▶ EXERCISE REQUIREMENTS: In the article below about Ferrari and Lewis Hamilton, please list every phrase or sentence that it quotes directly from Matteo Togninalli.

▶ QUOTED PASSAGE:
Ferrari Engineer: Hamilton's Struggles Look 'Worse from Outside Than Reality'

Summary
A key Ferrari engineer insists the working relationship with Lewis Hamilton is stronger than it appears, blaming external perception on the natural difficulties of a team switch and a non-competitive car. The team is framing 2025 as a transition year, with all parties now focused on a fresh start under the 2026 regulations.

A senior Ferrari engineer has pushed back against the narrative of a fractured relationship with Lewis Hamilton, asserting that the perceived struggles from the public are more severe than the actual working dynamic inside the team. Despite a challenging first season marked by performance gaps and public frustration, the Scuderia insists its partnership with the seven-time champion is on a positive trajectory.

Why it matters:

The perception of discord between F1's most famous driver and its most iconic team can become a destabilizing narrative, affecting morale and external confidence. Ferrari's public reassurance is a strategic move to control the story, emphasize internal unity, and project stability as they head into a critical winter of development for the 2026 regulation reset.

The details:

  • Ferrari's head of track engineering, Matteo Togninalli, directly addressed the external perception, stating, "I think what you see from the outside is much worse than what it is."
  • He contextualized Hamilton's adaptation period, noting the immense challenge of changing teams after a decade with Mercedes, especially in a season where the car was not a championship contender.
  • Togninalli highlighted the progress made, claiming the team has built "a very, very strong team" with Hamilton in just ten months and described the ongoing relationship as "extremely positive."
  • The performance disparity was significant: teammate Charles Leclerc outscored Hamilton by 86 points, secured seven podiums, and regularly fought for pole position, while Hamilton's season ended with three consecutive Q1 eliminations.

▶ DATA LISTING:

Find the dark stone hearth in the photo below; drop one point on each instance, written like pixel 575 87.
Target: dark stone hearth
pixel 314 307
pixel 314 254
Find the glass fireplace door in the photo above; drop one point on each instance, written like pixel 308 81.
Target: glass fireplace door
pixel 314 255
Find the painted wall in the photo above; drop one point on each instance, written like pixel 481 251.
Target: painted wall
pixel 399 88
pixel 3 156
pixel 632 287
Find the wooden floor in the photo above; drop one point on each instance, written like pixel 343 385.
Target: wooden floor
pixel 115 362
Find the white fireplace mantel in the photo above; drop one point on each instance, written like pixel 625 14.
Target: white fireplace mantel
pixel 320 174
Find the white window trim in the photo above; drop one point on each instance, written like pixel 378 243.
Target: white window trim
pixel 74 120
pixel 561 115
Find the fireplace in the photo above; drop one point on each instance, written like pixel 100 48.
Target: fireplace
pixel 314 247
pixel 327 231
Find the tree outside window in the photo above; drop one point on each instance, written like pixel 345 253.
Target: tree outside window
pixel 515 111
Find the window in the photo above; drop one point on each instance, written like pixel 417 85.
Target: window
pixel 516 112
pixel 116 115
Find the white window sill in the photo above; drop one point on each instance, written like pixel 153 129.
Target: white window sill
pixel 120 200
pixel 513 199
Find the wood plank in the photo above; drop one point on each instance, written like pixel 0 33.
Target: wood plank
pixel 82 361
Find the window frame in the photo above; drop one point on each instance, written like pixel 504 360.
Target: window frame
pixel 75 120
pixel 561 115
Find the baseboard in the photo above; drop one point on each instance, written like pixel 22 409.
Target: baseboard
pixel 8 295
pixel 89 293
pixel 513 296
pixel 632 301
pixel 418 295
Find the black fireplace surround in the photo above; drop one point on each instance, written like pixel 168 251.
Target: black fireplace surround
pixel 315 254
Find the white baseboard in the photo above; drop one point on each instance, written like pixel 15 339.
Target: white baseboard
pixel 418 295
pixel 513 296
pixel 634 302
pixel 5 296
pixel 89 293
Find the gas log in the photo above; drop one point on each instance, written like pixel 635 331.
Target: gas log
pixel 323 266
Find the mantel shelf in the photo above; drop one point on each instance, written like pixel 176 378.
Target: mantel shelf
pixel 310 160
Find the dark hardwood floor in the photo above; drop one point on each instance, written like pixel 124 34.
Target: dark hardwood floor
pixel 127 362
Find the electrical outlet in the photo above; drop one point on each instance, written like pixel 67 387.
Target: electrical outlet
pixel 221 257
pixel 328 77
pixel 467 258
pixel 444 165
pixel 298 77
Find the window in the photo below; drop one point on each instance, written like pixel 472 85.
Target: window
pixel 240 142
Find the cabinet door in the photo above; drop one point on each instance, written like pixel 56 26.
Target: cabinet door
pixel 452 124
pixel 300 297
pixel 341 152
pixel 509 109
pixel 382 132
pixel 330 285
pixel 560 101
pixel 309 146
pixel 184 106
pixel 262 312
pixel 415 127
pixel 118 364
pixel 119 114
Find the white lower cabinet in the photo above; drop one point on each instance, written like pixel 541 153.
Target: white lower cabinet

▶ WRITTEN SOLUTION:
- "I think what you see from the outside is much worse than what it is."
- "a very, very strong team"
- "extremely positive"